> WRITTEN TASK: Which of the lines below contain the string "fence"? Return each of those lines in full, counting a match only when the case is the same.

> TASK MATERIAL:
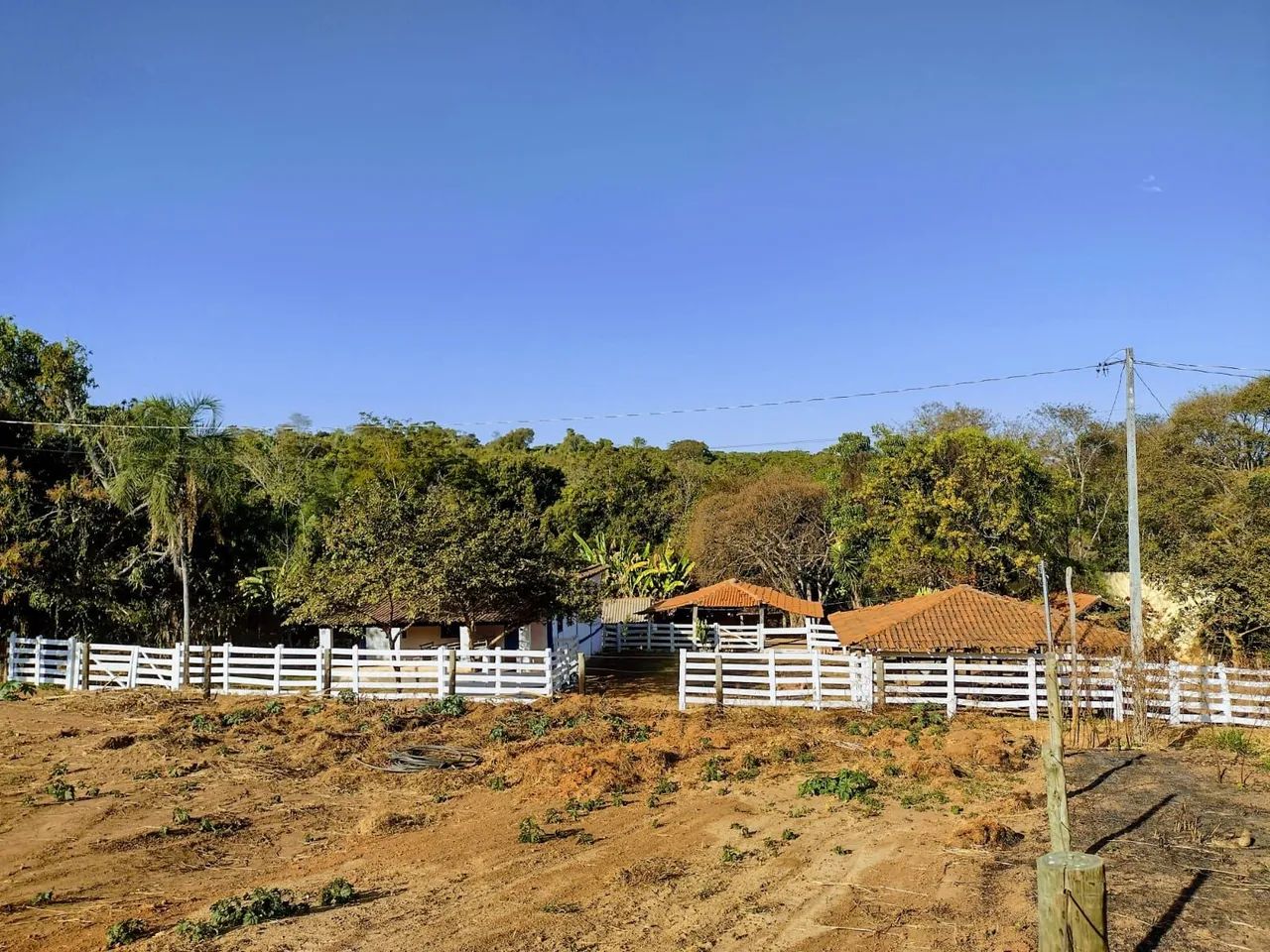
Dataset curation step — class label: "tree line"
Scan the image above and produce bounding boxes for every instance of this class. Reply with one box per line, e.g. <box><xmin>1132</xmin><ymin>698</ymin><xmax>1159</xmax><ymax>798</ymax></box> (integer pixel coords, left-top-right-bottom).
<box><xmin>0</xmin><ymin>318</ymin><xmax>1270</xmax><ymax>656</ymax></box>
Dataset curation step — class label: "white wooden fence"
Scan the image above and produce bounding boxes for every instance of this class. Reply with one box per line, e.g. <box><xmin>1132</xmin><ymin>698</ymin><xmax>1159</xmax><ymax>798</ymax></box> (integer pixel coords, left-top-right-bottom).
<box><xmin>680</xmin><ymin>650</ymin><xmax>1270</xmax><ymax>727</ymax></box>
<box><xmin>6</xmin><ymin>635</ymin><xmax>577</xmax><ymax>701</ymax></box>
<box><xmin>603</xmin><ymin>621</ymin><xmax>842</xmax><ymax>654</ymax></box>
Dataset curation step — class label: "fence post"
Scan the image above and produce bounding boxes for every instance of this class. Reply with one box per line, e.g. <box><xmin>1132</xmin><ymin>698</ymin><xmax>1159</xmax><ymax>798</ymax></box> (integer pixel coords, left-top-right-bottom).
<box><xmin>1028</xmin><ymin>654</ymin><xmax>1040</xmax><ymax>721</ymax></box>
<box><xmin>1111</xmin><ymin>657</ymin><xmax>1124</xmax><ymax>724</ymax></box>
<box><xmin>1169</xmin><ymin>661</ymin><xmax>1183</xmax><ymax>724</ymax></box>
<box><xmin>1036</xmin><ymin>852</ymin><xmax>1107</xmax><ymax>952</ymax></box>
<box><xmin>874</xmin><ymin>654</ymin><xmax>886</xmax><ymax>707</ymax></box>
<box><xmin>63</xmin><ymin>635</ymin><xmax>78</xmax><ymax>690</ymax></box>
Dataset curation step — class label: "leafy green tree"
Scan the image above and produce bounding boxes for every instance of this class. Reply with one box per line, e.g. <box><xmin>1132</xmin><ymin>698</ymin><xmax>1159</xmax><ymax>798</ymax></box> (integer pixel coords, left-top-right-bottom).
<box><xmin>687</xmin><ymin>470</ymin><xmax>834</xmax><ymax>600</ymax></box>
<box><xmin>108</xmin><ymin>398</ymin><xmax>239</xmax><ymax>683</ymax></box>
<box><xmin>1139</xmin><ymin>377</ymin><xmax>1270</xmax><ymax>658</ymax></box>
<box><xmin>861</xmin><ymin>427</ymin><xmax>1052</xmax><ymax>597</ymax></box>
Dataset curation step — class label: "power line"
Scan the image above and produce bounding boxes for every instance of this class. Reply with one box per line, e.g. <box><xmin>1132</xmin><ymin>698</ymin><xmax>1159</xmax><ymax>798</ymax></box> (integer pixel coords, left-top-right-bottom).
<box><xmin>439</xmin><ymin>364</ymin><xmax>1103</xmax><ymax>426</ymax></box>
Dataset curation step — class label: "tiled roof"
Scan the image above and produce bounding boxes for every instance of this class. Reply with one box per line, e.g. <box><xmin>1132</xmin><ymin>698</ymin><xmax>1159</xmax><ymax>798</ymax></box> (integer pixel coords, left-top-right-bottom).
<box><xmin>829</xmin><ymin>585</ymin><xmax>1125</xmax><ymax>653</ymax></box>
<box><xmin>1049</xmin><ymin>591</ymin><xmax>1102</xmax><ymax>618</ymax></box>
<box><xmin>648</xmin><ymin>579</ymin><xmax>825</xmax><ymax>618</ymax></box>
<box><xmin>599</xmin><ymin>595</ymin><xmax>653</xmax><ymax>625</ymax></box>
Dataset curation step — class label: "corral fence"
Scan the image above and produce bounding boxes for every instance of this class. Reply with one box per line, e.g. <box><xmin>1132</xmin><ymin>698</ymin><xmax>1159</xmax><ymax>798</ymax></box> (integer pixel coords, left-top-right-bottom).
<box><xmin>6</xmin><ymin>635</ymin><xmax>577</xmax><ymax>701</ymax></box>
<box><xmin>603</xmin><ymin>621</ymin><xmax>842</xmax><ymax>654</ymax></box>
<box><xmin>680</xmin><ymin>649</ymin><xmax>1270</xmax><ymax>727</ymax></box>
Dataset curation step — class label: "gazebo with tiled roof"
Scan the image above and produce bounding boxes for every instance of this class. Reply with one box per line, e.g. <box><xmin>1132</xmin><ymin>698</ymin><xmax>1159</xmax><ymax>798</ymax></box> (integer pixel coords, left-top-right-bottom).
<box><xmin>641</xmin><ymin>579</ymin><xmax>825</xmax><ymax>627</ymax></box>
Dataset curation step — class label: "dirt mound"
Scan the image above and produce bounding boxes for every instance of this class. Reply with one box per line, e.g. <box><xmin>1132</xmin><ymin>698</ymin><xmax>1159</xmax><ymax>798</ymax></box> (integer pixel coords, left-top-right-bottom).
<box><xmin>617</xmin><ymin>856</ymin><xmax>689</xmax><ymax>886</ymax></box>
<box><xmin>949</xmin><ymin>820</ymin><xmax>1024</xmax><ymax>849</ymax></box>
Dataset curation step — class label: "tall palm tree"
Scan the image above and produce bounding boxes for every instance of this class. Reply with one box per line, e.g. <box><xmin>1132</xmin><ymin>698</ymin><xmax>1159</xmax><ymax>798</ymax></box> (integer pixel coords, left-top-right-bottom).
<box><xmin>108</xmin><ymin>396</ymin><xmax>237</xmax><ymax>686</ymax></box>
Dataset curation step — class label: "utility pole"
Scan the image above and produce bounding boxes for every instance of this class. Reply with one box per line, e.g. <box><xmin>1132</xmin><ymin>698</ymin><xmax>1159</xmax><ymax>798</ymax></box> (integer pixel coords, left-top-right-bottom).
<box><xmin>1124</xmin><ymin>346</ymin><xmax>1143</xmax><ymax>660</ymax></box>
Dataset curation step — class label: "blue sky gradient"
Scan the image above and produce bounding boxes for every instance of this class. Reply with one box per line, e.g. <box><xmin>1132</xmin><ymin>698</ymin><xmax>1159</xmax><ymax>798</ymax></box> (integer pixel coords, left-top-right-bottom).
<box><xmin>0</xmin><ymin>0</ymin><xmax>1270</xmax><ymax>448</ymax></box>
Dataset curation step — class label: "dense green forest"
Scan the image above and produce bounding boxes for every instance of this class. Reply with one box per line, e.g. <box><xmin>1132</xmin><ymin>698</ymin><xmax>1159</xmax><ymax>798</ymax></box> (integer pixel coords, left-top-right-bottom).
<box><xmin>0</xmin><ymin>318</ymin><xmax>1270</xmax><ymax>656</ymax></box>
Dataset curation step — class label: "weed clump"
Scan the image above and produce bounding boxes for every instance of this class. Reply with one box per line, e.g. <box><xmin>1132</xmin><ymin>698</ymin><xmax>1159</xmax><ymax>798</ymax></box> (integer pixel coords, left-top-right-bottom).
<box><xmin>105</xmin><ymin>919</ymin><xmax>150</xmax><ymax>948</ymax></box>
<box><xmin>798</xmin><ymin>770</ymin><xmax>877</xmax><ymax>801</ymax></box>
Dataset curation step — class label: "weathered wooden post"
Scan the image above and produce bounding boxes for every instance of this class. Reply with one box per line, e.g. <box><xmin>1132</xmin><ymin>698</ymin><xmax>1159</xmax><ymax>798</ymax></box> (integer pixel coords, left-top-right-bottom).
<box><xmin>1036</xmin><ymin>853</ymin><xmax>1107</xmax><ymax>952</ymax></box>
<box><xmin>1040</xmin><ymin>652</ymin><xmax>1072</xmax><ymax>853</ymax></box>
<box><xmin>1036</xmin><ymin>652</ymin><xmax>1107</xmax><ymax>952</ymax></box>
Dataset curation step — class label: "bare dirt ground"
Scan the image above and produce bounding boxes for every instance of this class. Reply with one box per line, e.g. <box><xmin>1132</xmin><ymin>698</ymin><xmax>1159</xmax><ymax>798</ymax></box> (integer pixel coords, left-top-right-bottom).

> SOLUTION FOR THIS TASK:
Dataset curation step — class label: "white wooden fence"
Dataset curation step — class label: "fence post"
Dataset curation step — class label: "corral fence"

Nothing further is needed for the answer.